* _Extrait de page_:
--------------------------------------------------
La loi Moscovici de juillet 2013 a été largement vidée de sa substance, sous la pression du lobby du secteur, comme s'en était affligée la députée PS Karine Berger, rapporteur du projet de loi. La députée des Hautes-Alpes a d'ailleurs raconté les appels reçus du secrétaire général adjoint de l'Elysée de l'époque, un certain Emmanuel Macron, au nom de la défense du modèle de "banque universelle" à la française.

L'idée initiale, défendue par de nombreux économistes, et inspirée par le fondateur du Crédit Lyonnais, Henri Germain, à la fin du XIXe siècle, était de scinder la banque de détail (collecte des dépôts et octroi des crédits), et les activités de marché, afin de protéger les épargnants et de prévenir une nouvelle crise. Les banques françaises défendent au contraire leur modèle "diversifié" et "équilibré" de banque universelle, qui permet par exemple d'encaisser l'environnement actuel de taux ultra-bas en compensant par les activités de banque de financement et d'investissement. Christian Noyer, le gouverneur honoraire de la Banque de France, fait valoir que « Lehman Brothers était une pure banque d'investissement, Northern Rock en Angleterre, une pure banque de détail. »

L'ex-frondeur et vainqueur de la primaire du Parti socialiste Benoît Hamon, soutenu par Karine Berger, a écrit très explicitement dans son programme:

« Je ferai voter une loi de séparation bancaire.

Je poursuivrai les efforts entrepris pour séparer effectivement les activités de dépôt et de spéculation des banques françaises. »

Jean-Luc Mélenchon propose également dans le volet « urgence sociale : partager la richesse » de son programme "L'avenir en commun", de « mettre au pas la finance » et notamment de « séparer les banques d'affaires et de détail ».

L'idée se retrouve aussi chez Nicolas Dupont-Aignan qui évoque dans son programme avec le projet d'un "Glass-Steagall Act à la française", du nom de la loi bancaire américaine de 1933, après le krach, qui a décrété l'incompatibilité les banques de dépôts et d'investissement (largement contournée depuis les années 1970 et abrogée sous Clinton).

« Les banques qui reçoivent les dépôts des particuliers et des entreprises ne devraient pas pouvoir jouer l'argent de leurs déposants sur les marchés financiers et risquer de le perdre. Les banques devront donc choisir entre activités commerciales (pour l'économie réelle) et activités de banque d'affaires (marchés financiers et banque d'investissement) » défend le candidat de Debout la France.

Même projet dans le programme de Jacques Cheminade qui a pour slogan « se libérer de l'occupation financière » et propose dans le cadre de ses 100 jours de « couper les banques en deux » et pas seulement les françaises : il ira plaider à l'ONU « un nouveau Glass-Steagall global et national. »

La séparation bancaire est aussi dans le programme de François Asselineau :

« Mise en place effective de la séparation des activités de banque de dépôt et de banque d'affaires pour prévenir les crises financières systémiques et éviter l'aléa moral de la privatisation des profits et de la socialisation des pertes.
--------------------------------------------------
* _Données fournies_:
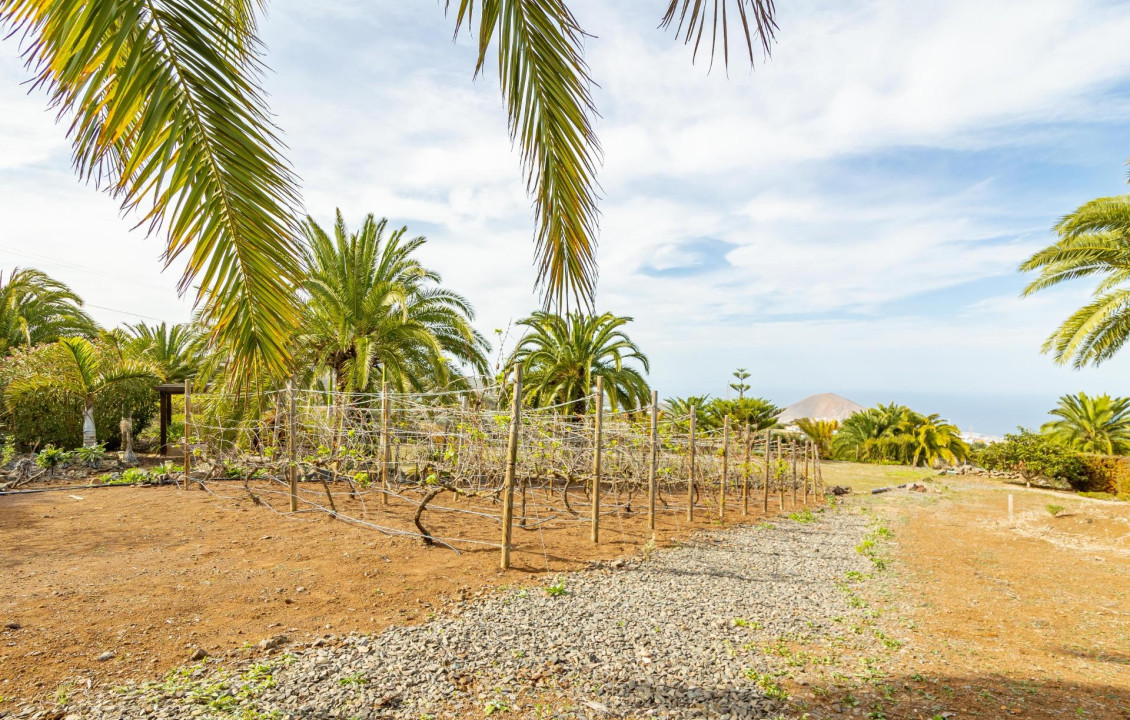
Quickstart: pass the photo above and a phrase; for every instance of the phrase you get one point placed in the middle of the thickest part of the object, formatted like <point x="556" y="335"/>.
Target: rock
<point x="271" y="643"/>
--------------------------------------------------
* _Énoncé du problème 1_: Selon l'extrait de page, comment s'appelle le programme de Jean-Luc Mélenchon ?
* _Énoncé du problème 2_: Recopiez le passage de l'extrait de page qui commence par « L'idée se retrouve » et se poursuit jusqu'à « abrogée sous Clinton). ».
Les données ne servent pas pour cet exercice.

* _Corrigé de l'exercice 1_: Son programme s'appelle « L'avenir en commun ».

* _Corrigé de l'exercice 2_:
L'idée se retrouve aussi chez Nicolas Dupont-Aignan qui évoque dans son programme avec le projet d'un "Glass-Steagall Act à la française", du nom de la loi bancaire américaine de 1933, après le krach, qui a décrété l'incompatibilité les banques de dépôts et d'investissement (largement contournée depuis les années 1970 et abrogée sous Clinton).